---- Data for processing
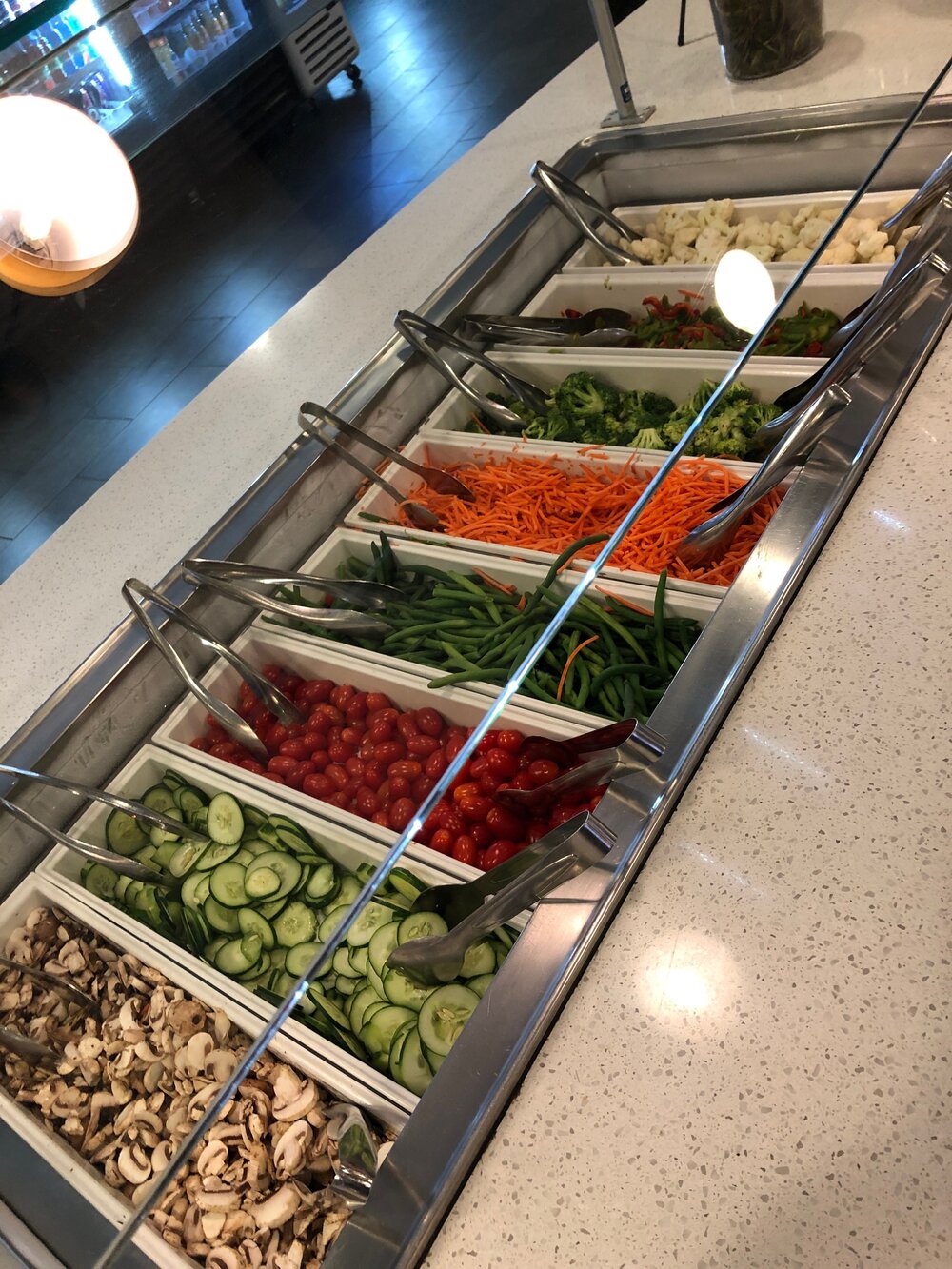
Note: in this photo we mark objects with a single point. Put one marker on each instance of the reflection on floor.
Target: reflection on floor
(87, 381)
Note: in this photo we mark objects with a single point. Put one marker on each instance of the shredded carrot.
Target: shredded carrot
(493, 582)
(571, 658)
(536, 504)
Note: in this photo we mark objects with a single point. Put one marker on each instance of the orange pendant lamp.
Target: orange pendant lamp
(69, 206)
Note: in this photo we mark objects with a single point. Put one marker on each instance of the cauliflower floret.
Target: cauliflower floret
(811, 231)
(841, 252)
(783, 236)
(716, 212)
(649, 250)
(871, 245)
(684, 254)
(687, 233)
(753, 232)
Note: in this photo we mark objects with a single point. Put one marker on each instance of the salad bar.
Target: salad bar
(257, 814)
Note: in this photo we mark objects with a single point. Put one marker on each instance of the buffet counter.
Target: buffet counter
(750, 1071)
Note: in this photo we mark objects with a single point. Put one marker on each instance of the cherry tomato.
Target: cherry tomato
(429, 723)
(465, 849)
(499, 852)
(402, 812)
(442, 842)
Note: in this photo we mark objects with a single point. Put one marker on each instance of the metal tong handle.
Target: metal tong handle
(929, 193)
(357, 1154)
(113, 800)
(52, 981)
(339, 617)
(232, 723)
(118, 863)
(802, 426)
(569, 198)
(419, 331)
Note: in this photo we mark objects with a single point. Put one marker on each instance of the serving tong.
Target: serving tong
(571, 199)
(238, 727)
(425, 334)
(501, 895)
(223, 575)
(638, 747)
(795, 433)
(311, 416)
(98, 854)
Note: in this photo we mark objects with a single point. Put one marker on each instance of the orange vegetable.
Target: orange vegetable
(535, 504)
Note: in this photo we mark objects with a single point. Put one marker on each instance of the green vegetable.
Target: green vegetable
(644, 420)
(474, 632)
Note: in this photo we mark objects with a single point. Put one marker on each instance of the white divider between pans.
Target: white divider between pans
(445, 449)
(626, 288)
(345, 544)
(37, 891)
(879, 206)
(314, 660)
(674, 377)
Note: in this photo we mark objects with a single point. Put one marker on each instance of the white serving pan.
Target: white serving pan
(312, 660)
(63, 867)
(446, 448)
(626, 288)
(345, 544)
(879, 206)
(677, 377)
(86, 1180)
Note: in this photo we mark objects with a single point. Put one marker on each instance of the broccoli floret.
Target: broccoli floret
(649, 438)
(583, 396)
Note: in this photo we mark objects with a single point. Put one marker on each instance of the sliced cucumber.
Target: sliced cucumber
(296, 924)
(101, 881)
(369, 921)
(288, 868)
(187, 857)
(404, 991)
(407, 883)
(213, 856)
(444, 1016)
(225, 820)
(253, 922)
(220, 918)
(482, 983)
(379, 1032)
(422, 925)
(411, 1067)
(159, 799)
(380, 947)
(228, 884)
(124, 834)
(323, 883)
(261, 881)
(480, 959)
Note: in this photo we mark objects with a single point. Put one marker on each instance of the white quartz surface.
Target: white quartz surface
(148, 517)
(754, 1070)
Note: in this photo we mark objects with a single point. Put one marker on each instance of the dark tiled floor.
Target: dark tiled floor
(109, 368)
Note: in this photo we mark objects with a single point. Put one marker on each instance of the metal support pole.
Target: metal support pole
(626, 110)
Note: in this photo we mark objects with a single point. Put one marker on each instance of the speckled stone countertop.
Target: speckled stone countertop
(757, 1067)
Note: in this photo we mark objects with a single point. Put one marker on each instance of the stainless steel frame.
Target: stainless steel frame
(89, 727)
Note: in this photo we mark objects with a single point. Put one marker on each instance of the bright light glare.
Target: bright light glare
(744, 289)
(64, 184)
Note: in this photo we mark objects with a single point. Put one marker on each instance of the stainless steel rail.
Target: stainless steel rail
(89, 727)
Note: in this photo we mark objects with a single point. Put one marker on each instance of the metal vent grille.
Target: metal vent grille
(322, 47)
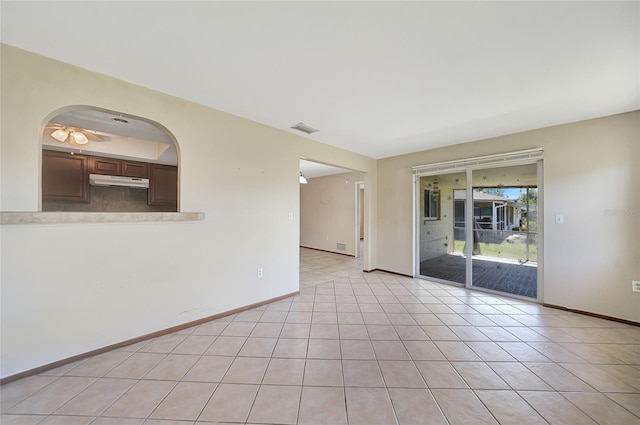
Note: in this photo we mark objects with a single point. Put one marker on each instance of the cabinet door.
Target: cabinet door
(135, 169)
(108, 166)
(65, 177)
(163, 185)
--------
§ **What you are asked to do**
Quote all of the data above word for word, leaving out the pictures.

§ **Result of the exercise**
Note: in this photo we mark objects with a single point. Put one marker on each instance of the reflection on floor.
Target: reflection on floor
(87, 381)
Note: in this photo we mark objects with a single point. Put one marker on each instance of the shredded carrot.
Target: shredded carrot
(493, 582)
(571, 658)
(536, 504)
Note: in this photo we mark objects with a single point. Put one marker on each instance of the orange pendant lamp.
Target: orange pendant lamp
(69, 206)
Note: in this photo we mark objects with a single point. Put one marker on each instance of the cauliflower floret.
Target: cauliflower floret
(811, 231)
(841, 252)
(783, 236)
(716, 212)
(649, 250)
(871, 245)
(684, 254)
(687, 233)
(753, 232)
Note: in this photo we mark objects with a single point. Put one marker on each instance of the salad bar.
Target: salad bar
(257, 814)
Note: in this photo we mark objects with a single point. Put one marker on each instance of the buffet counter.
Target: buffet counter
(750, 1071)
Note: in this photo we mark objects with a single point. Put one marker on each instance of the cherry tomato.
Target: cherry tomato
(429, 723)
(465, 849)
(499, 852)
(402, 812)
(442, 842)
Note: in this photo we mark objects with a single point. Put one marker on each instance of the metal tong handle.
Target: metal tong handle
(929, 193)
(357, 1154)
(113, 800)
(52, 981)
(339, 617)
(232, 723)
(118, 863)
(802, 426)
(569, 198)
(419, 331)
Note: in this photo we mark objects with a single point. Put one marker on each instance of the serving tong.
Target: serving tong
(571, 199)
(238, 727)
(425, 334)
(501, 895)
(223, 575)
(638, 747)
(795, 433)
(311, 416)
(98, 854)
Note: in this photo we mark objects with a single point. Put one marker on each instance of the orange vegetable.
Target: orange vegetable
(535, 504)
Note: in this photo we mark objects with a single point. Put one marker on each instance of the green vegetable.
Target: green vegetable
(644, 420)
(474, 632)
Note: in this photo we mark objects with a single point. Put one marker on each instance of the white divider between pans.
Target: white divider between pans
(445, 449)
(626, 288)
(345, 544)
(37, 891)
(879, 206)
(314, 660)
(674, 377)
Note: in this photo we mark objects with a single point. Put one marker on each instance of the white serving pan.
Target: white serving pan
(312, 660)
(63, 867)
(446, 448)
(626, 288)
(345, 544)
(879, 206)
(677, 377)
(86, 1180)
Note: in this photo we mark objects with a single point. Put one marker on each instance of the broccoli floret.
Target: broccoli floret
(649, 438)
(583, 396)
Note: in this photo we mark objects with a single point. Put one marker on each instance of the sliced cucumber.
Target: sliced cucumber
(296, 924)
(101, 881)
(369, 921)
(288, 868)
(187, 857)
(404, 991)
(407, 883)
(213, 856)
(444, 1016)
(225, 820)
(253, 922)
(220, 918)
(482, 983)
(379, 1032)
(422, 925)
(411, 1067)
(159, 799)
(380, 947)
(228, 884)
(124, 834)
(323, 883)
(261, 881)
(480, 959)
Note: in this photo we mark objects with a single point. Put one marker on each instance of the white quartz surface.
Target: white quartz surface
(148, 517)
(754, 1070)
Note: in this photo we mark objects with a single point. Put one marker on each instance of the dark tiled floor.
Target: dark tiled floor
(109, 368)
Note: in this photo we mark objects with a single point. Put one marker on each instance of the metal support pole.
Target: metal support pole
(626, 110)
Note: in this photo we mark objects with a single point. Put one marker on each instance of the speckled stone countertop.
Target: speckled stone countertop
(757, 1067)
Note: in this photo we mark objects with a single point. Put one marker on each instance of the stainless steel frame.
Target: stainless steel frame
(89, 727)
Note: in this photo we mark objects with a single point. Put one marker on each instance of the bright light glare.
Target: bright light glare
(744, 289)
(64, 184)
Note: in this photo we mark objects with a single point. Put one marker on each instance of the stainless steel rail.
Target: stainless steel rail
(89, 727)
Note: in this photo we mark objects with a single point. Put one marker on each instance of the metal vent grille.
Target: metal vent grille
(322, 47)
Note: in this photo we mark objects with a single point. Put one marker on each instance of the cabinet door.
Target: cabinet door
(135, 169)
(108, 166)
(65, 177)
(163, 185)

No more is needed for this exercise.